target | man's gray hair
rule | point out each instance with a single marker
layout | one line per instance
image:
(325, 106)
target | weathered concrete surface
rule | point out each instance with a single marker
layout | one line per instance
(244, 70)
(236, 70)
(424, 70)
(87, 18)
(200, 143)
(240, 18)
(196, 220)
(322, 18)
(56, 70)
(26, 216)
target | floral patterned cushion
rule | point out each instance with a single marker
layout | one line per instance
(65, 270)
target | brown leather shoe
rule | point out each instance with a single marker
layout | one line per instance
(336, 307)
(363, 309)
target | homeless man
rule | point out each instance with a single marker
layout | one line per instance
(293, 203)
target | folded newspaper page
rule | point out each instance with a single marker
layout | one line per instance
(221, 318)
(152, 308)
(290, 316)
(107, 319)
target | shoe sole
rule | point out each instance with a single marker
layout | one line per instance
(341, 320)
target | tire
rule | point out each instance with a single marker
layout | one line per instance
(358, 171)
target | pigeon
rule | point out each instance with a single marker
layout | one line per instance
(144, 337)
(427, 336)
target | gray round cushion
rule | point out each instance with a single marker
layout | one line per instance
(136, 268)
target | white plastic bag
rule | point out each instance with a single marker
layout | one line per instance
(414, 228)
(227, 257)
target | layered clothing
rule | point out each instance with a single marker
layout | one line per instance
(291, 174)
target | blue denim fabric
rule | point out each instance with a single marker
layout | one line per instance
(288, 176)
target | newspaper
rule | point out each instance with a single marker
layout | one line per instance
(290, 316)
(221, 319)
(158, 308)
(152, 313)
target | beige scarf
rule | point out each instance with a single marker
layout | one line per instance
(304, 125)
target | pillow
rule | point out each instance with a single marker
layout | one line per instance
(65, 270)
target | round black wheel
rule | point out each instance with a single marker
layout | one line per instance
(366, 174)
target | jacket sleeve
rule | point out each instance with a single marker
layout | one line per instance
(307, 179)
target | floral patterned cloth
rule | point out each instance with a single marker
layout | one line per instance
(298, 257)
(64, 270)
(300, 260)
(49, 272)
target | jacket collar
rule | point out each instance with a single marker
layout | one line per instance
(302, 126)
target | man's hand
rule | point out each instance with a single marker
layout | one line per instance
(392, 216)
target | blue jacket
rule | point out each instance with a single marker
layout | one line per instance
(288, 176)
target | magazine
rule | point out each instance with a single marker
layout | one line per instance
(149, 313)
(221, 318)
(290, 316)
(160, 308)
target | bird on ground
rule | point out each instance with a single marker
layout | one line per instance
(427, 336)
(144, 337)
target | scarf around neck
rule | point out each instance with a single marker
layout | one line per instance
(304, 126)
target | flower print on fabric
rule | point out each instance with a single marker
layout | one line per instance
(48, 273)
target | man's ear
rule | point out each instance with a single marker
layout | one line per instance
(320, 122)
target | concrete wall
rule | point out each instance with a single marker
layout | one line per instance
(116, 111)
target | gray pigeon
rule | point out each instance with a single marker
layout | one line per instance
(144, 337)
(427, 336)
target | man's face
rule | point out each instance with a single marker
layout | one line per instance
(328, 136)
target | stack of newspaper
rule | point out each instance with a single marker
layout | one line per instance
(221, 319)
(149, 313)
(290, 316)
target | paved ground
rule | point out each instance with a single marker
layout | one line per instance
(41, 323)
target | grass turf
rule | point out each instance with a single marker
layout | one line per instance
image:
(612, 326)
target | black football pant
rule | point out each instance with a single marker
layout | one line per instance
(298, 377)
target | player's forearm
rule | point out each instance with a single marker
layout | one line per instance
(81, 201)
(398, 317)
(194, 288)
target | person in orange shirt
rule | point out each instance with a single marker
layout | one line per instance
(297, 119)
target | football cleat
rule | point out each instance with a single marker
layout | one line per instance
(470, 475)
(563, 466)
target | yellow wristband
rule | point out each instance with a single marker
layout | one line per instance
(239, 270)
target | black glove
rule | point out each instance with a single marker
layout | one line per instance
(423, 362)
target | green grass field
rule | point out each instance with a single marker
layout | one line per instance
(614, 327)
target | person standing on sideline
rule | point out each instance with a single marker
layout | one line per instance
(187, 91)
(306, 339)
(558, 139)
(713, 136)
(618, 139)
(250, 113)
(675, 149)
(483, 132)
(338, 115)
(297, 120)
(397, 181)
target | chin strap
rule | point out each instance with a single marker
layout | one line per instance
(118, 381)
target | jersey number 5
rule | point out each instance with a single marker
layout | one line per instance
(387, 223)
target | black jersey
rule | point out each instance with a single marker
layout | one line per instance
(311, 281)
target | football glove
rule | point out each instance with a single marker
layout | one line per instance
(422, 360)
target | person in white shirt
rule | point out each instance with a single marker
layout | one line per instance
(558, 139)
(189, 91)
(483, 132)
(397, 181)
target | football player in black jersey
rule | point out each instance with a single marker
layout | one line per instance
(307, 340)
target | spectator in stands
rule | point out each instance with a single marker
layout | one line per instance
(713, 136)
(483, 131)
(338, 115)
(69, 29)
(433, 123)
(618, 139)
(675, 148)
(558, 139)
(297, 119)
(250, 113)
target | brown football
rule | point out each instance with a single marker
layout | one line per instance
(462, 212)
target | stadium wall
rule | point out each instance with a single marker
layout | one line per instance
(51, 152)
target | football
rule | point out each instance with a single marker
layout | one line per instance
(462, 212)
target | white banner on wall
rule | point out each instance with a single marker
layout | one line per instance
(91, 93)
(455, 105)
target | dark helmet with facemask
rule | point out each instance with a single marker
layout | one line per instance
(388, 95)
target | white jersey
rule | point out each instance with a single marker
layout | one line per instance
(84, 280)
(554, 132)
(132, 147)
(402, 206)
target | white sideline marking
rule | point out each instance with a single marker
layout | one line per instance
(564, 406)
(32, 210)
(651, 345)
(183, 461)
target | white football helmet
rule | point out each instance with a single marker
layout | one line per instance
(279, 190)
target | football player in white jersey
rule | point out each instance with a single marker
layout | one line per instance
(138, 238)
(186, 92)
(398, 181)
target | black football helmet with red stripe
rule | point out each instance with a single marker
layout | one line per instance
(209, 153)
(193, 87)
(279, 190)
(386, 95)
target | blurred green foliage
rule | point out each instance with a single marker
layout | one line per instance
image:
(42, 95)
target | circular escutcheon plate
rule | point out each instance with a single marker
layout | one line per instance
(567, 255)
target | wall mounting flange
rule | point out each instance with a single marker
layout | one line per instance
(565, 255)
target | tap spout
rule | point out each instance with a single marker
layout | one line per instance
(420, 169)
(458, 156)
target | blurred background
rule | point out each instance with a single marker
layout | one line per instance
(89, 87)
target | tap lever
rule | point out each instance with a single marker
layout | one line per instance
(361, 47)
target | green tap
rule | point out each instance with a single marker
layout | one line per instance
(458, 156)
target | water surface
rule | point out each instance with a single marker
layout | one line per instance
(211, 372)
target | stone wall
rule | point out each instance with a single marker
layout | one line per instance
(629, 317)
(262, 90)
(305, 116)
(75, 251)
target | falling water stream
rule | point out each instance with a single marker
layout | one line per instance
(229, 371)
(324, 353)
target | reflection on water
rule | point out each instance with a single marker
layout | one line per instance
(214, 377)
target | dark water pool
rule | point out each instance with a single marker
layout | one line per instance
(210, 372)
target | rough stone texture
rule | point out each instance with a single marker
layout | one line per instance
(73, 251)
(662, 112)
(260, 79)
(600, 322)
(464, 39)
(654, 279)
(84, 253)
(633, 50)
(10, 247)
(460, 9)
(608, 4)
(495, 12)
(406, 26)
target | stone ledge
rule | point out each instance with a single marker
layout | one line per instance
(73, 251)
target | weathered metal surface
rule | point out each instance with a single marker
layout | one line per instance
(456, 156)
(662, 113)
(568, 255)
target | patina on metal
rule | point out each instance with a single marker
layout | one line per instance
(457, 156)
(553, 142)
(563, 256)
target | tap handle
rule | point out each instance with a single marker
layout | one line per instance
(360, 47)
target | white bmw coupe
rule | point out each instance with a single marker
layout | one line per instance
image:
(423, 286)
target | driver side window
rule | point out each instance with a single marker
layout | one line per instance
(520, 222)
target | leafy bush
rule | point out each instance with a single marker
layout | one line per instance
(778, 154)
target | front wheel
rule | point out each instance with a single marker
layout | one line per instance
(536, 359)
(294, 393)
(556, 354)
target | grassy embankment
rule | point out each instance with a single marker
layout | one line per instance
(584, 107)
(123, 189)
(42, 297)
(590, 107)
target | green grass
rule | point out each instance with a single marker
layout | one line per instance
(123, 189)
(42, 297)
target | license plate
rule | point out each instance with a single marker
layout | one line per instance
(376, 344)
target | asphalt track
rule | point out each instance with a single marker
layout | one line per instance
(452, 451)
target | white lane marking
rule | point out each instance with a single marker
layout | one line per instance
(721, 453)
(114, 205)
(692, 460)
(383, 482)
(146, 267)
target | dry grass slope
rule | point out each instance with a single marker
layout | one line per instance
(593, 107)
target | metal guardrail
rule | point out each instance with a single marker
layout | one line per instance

------------------------------------------------

TASK DIRECTIONS
Could you transcribe the entries above word for word, from the line with "target | white sideline marking" down to the line with "target | blurred green foliage", keeping both?

YOUR RESPONSE
target | white sideline marking
rule | point out each instance with a single marker
layout | one line per instance
(564, 406)
(32, 210)
(651, 345)
(183, 461)
target | white football helmet
rule | point out each instance with a single marker
layout | one line per instance
(279, 190)
target | football player in white jersey
rule | point out each instance with a single marker
layout | one line per instance
(138, 238)
(186, 92)
(398, 181)
target | black football helmet with red stripe
rule | point out each instance with a single marker
layout | one line per instance
(209, 153)
(193, 87)
(279, 190)
(386, 95)
target | blurred green foliage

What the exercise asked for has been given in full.